→ **Verilen metin**
Kıbrıs sorunu, Rum-Yunan ikilisinin dünden bugüne tarihin derinliklerinden gelen Megali İdea hayallerinden kaynaklanan bir sorundur. Dün olduğu gibi bugün de Rum-Yunan ikilisinin hedeflediği siyasi çözüm anlayışı Megali İdea hayalleri çerçevesinde Enosis’e giden yolu açmaktır.
19 Şubat 1959 Zürih ve Londra Antlaşmaları temelinde Kıbrıs Türk ve Rum halklarının siyasi eşitliğine ve ortaklığına dayalı olarak ; Türkiye, Yunanistan ve İngiltere’nin garantörlüğünde 16 Ağustos 1960 Lefkoşa Antlaşmaları ile Kıbrıs Cumhuriyeti ilan edilirken 650 Türk askeri ve 950 Yunan Askeri , Mağusa Limanından adaya ayak basıyordu. O günde 82 yıllık bir aradan sonra Türk askerinin adaya çıkışı nedeniyle Kıbrıs Türk halkının duyguları bir başkaydı..
Ancak; 1960 Kıbrıs Cumhuriyeti’nin kuruluşunu Enosis’e sıçrama tahtası olarak gören Makarios, Kıbrıs Cumhuriyeti’nin yıkılmasına giden yolda Kıbrıs Cumhuriyeti Anayasasını değiştirerek Rum devletine dönüştürme girişimlerinde bulunacaktı. Diğer bir değişle 1960 Kıbrıs Cumhuriyeti’ni yıkan Rum-Yunan ikilisidir, Megali-İdea hayallerine teslim olanlardır.
Netice itibarıyla bu antlaşmalar, Rum-Yunan ikilisinin Megali İdea hayalleri çerçevesinde yer alan Enosis’i gerçekleştirmek istemeleri nedeniyle uzun ömürlü olmayacak ve de 3 yıl 4 ay sonra 21 Aralık Kanlı Noel saldırılarıyla Kıbrıs Cumhuriyeti’nin yıkılarak Rum devletine dönüştürülmesinin ardından Kıbrıs sorunu BM Güvenlik Konseyi’ne taşınır.
O günde alınan 4 Mart 1964 tarih ve 186 sayılı BM Güvenlik Konseyi kararı öncelikle Rum liderliğinin günümüze kadar gelen siyasi çözümsüzlükte ve Enosis’e giden yolu açma mücadelelerinde cesaretlendiren bir karar olmuştur. 4 Mart 1964 tarih ve 186 sayılı kararı ile BM Güvenlik Konseyi, Kıbrıs Cumhuriyeti’ni resmen Megali İdea peşinde koşan Rum liderliğine teslim ederken Kıbrıs Türk halkının siyasal eşitlik ve ortaklık hakları gasp ediliyor ve görmezden geliniyordu.

→ **Veri bölümü**
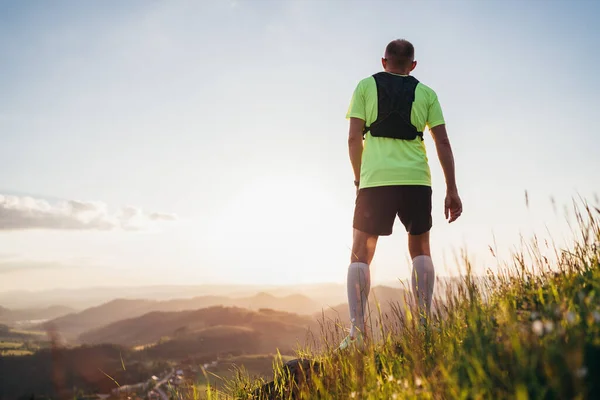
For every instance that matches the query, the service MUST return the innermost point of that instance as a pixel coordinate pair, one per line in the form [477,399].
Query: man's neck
[397,71]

→ **Yapılacaklar**
1 > Kıbrıs sorunu üzerine olan metne göre 16 Ağustos 1960'ta Mağusa Limanından adaya kaç Türk askeri ayak bastı?
2 > Kıbrıs sorunu üzerine olan metinde "19 Şubat 1959" ile başlayıp "duyguları bir başkaydı.." sözcüklerine kadar süren bölümü hiç değiştirmeden kopyalayın.
3 > Kıbrıs sorunu üzerine olan metne göre 1960 antlaşmaları neden uzun ömürlü olmadı?

→ **Sonuçlar**
1 > 650 Türk askeri.

2 >
19 Şubat 1959 Zürih ve Londra Antlaşmaları temelinde Kıbrıs Türk ve Rum halklarının siyasi eşitliğine ve ortaklığına dayalı olarak ; Türkiye, Yunanistan ve İngiltere’nin garantörlüğünde 16 Ağustos 1960 Lefkoşa Antlaşmaları ile Kıbrıs Cumhuriyeti ilan edilirken 650 Türk askeri ve 950 Yunan Askeri , Mağusa Limanından adaya ayak basıyordu. O günde 82 yıllık bir aradan sonra Türk askerinin adaya çıkışı nedeniyle Kıbrıs Türk halkının duyguları bir başkaydı..

3 > Metne göre antlaşmalar, Rum-Yunan ikilisinin Megali İdea hayalleri çerçevesinde Enosis'i gerçekleştirmek istemesi yüzünden uzun ömürlü olmadı. Bunun sonucunda 3 yıl 4 ay sonra 21 Aralık Kanlı Noel saldırılarıyla Kıbrıs Cumhuriyeti yıkılarak Rum devletine dönüştürüldü.